→ **WHAT NEEDS TO BE DONE**
From the material below, tally every line containing "shelf"; reply with the total only.

START RECORDS FOR THE TASK

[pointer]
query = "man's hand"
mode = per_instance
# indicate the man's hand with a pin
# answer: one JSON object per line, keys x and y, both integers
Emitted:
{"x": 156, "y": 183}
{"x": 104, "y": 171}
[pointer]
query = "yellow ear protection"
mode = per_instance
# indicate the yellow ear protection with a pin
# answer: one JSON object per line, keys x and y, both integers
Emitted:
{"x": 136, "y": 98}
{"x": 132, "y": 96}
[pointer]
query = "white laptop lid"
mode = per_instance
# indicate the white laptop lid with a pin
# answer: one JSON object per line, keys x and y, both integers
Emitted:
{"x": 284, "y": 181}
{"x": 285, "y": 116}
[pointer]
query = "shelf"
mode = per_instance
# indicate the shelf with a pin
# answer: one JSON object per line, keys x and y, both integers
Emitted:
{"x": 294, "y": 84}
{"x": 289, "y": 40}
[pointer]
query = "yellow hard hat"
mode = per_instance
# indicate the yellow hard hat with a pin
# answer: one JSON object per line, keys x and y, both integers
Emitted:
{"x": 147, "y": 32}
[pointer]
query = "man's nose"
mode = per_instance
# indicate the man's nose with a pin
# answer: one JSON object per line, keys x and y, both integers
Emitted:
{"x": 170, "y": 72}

END RECORDS FOR THE TASK

→ **EXPECTED OUTPUT**
2